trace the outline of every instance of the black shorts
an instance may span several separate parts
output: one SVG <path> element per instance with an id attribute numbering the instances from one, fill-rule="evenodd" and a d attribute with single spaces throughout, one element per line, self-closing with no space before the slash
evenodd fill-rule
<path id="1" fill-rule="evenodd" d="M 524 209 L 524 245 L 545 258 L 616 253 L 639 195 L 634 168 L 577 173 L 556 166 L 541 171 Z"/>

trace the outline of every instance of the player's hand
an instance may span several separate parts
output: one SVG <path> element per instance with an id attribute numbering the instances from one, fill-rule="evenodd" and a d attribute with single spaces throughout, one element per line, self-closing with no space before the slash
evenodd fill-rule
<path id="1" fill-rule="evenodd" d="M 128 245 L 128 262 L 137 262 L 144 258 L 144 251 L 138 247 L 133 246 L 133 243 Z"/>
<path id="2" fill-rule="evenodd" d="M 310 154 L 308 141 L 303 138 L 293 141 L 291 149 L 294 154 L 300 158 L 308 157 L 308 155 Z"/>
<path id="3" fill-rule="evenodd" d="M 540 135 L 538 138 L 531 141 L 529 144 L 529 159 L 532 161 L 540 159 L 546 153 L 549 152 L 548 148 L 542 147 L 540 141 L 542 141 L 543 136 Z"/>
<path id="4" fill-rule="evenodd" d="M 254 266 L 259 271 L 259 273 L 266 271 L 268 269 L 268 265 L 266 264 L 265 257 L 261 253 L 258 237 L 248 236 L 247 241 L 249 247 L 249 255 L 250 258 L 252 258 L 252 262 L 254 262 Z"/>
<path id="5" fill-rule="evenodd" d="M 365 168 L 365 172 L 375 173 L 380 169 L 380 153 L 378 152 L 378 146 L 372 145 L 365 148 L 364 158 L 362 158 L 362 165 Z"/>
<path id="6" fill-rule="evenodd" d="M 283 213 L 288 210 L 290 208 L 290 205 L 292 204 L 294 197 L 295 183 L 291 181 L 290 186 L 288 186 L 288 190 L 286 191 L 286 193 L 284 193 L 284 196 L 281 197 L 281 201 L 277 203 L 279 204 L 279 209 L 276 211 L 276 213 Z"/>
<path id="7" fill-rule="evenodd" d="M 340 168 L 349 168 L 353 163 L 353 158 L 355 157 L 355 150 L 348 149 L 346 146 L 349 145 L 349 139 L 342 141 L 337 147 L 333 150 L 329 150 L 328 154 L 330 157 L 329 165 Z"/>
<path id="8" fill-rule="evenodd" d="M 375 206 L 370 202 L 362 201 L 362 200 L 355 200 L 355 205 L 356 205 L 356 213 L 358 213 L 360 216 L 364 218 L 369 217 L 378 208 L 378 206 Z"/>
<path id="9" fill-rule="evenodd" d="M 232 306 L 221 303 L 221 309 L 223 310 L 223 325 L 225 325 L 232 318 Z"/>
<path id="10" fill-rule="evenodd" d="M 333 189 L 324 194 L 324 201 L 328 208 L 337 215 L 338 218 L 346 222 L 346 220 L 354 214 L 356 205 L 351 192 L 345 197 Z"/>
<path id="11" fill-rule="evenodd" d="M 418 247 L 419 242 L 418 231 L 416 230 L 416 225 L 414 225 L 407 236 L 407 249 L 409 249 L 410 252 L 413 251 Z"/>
--*--
**About this exercise**
Give an exact copy of all the material above.

**Result of the task**
trace the outline of every instance of the black shorts
an instance may span several separate parts
output: one SVG <path> element per instance with an id attribute numbering the instances from one, fill-rule="evenodd" and a d attribute with single spaces throughout, one element per line, self-closing with no space before the slash
evenodd fill-rule
<path id="1" fill-rule="evenodd" d="M 524 209 L 524 245 L 545 258 L 616 253 L 639 195 L 634 168 L 577 173 L 556 166 L 541 171 Z"/>

trace the outline of every instance of the player's hand
an instance may span several separate parts
output: one SVG <path> element per instance with an id attribute numbering the instances from one, fill-rule="evenodd" and a d attribute with single spaces throughout, one element per line, self-closing with no space before the slash
evenodd fill-rule
<path id="1" fill-rule="evenodd" d="M 128 245 L 128 262 L 137 262 L 144 258 L 144 251 L 138 247 L 133 246 L 133 243 Z"/>
<path id="2" fill-rule="evenodd" d="M 310 154 L 308 141 L 303 138 L 293 141 L 291 149 L 294 154 L 300 158 L 308 157 L 308 155 Z"/>
<path id="3" fill-rule="evenodd" d="M 540 135 L 538 138 L 531 141 L 529 144 L 529 159 L 532 161 L 540 159 L 546 153 L 549 152 L 548 148 L 542 147 L 540 141 L 542 141 L 543 136 Z"/>
<path id="4" fill-rule="evenodd" d="M 254 266 L 259 271 L 259 273 L 266 271 L 268 269 L 268 265 L 266 264 L 265 257 L 261 253 L 258 237 L 248 236 L 247 241 L 249 247 L 249 255 L 250 258 L 252 258 L 252 262 L 254 262 Z"/>
<path id="5" fill-rule="evenodd" d="M 365 168 L 365 172 L 375 173 L 380 169 L 380 153 L 378 152 L 378 146 L 372 145 L 365 148 L 364 158 L 362 158 L 362 165 Z"/>
<path id="6" fill-rule="evenodd" d="M 283 213 L 288 210 L 290 208 L 290 205 L 292 204 L 294 197 L 295 183 L 291 181 L 290 186 L 288 186 L 288 190 L 286 191 L 286 193 L 284 193 L 284 196 L 281 197 L 281 201 L 277 203 L 279 204 L 279 209 L 276 211 L 276 213 Z"/>
<path id="7" fill-rule="evenodd" d="M 340 168 L 349 168 L 353 163 L 353 158 L 355 157 L 355 150 L 348 149 L 346 146 L 349 145 L 349 139 L 342 141 L 337 147 L 333 150 L 329 150 L 328 154 L 330 157 L 329 165 Z"/>
<path id="8" fill-rule="evenodd" d="M 375 206 L 370 202 L 362 201 L 362 200 L 355 200 L 355 205 L 356 205 L 356 213 L 358 213 L 360 216 L 364 218 L 369 217 L 378 208 L 378 206 Z"/>
<path id="9" fill-rule="evenodd" d="M 232 306 L 221 303 L 221 309 L 223 310 L 223 325 L 225 325 L 232 318 Z"/>
<path id="10" fill-rule="evenodd" d="M 333 189 L 324 194 L 324 201 L 328 208 L 337 215 L 338 218 L 346 222 L 346 220 L 354 214 L 356 205 L 351 192 L 345 197 Z"/>
<path id="11" fill-rule="evenodd" d="M 418 247 L 419 242 L 418 231 L 416 230 L 416 225 L 414 225 L 407 236 L 407 249 L 409 249 L 410 252 L 413 251 Z"/>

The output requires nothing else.